§ RICHIESTA DI LAVORO
Indica se ciascuna delle affermazioni seguenti concorda con il brano sulla spesa sanitaria. Rispondi sì o no e cita tra virgolette le parole del brano che lo stabiliscono.
1. Le spese per le ricerche di laboratorio e strumentali sono definite modeste.
2. Illich aveva anticipato un circolo vizioso.
3. La cefalea è tra i disturbi che potevano essere considerati di natura psicosomatica.

Sia nel primo che nel secondo caso, le spese per le ricerche di laboratorio e strumentali sono enormi. Se si fa il conto di quante TAC o RM, gastroscopie, endoscopie sono state effettuate negli ultimi anni per disturbi, come la cefalea, la gastrite, la stipsi, che, durando da molti anni, potevano essere considerate sicuramente di natura psicosomatica, se si aggiungono a questo le infinite analisi di laboratorio eseguite senza alcun sospetto clinico, la spesa sanitaria, di risorse sottratte ad altri, più importanti bisogni sociali, appare come spaventosa.
Il circolo vizioso anticipato da Illich, per cui, superata una soglia critica, la "tecnologia" medica diventa controproducente e, anziché produrre maggior salute, produce malessere, è quanto mai attivo.

§ Voci di dati salvate
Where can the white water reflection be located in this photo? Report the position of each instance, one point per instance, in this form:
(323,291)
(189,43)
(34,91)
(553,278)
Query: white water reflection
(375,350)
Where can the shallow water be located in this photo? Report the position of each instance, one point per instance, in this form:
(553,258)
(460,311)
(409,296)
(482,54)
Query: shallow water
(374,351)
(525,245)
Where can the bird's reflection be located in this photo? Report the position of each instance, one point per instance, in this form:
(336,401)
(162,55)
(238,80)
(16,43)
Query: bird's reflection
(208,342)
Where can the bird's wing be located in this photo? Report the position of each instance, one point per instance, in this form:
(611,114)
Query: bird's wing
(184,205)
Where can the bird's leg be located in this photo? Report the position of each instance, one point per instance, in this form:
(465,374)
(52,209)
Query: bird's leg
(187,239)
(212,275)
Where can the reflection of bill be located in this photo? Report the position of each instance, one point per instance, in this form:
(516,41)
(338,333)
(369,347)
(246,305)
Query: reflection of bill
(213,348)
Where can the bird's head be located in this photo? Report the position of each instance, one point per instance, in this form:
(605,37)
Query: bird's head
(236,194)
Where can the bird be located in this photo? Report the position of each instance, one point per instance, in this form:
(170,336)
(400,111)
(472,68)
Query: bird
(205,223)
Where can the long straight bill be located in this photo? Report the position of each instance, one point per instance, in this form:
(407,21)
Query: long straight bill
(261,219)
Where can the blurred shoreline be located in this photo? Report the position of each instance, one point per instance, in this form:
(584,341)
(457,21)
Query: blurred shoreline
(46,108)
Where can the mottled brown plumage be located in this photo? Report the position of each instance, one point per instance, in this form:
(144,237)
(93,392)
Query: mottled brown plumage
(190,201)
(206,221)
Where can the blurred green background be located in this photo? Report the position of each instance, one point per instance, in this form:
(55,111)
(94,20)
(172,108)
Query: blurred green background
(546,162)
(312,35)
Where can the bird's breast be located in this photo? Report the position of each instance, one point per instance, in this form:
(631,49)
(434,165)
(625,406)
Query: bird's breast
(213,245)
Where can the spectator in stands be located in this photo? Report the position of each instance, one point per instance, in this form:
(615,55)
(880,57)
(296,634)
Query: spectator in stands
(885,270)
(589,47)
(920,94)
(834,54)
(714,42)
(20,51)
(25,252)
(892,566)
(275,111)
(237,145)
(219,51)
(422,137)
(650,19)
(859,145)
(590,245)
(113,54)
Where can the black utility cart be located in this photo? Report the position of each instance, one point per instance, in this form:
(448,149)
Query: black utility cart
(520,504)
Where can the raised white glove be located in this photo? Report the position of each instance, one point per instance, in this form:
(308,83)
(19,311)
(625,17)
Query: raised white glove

§ SOLUZIONE PROPOSTA
1. No: "le spese per le ricerche di laboratorio e strumentali sono enormi".
2. Sì: "Il circolo vizioso anticipato da Illich".
3. Sì: "come la cefalea, la gastrite, la stipsi, che, durando da molti anni, potevano essere considerate sicuramente di natura psicosomatica".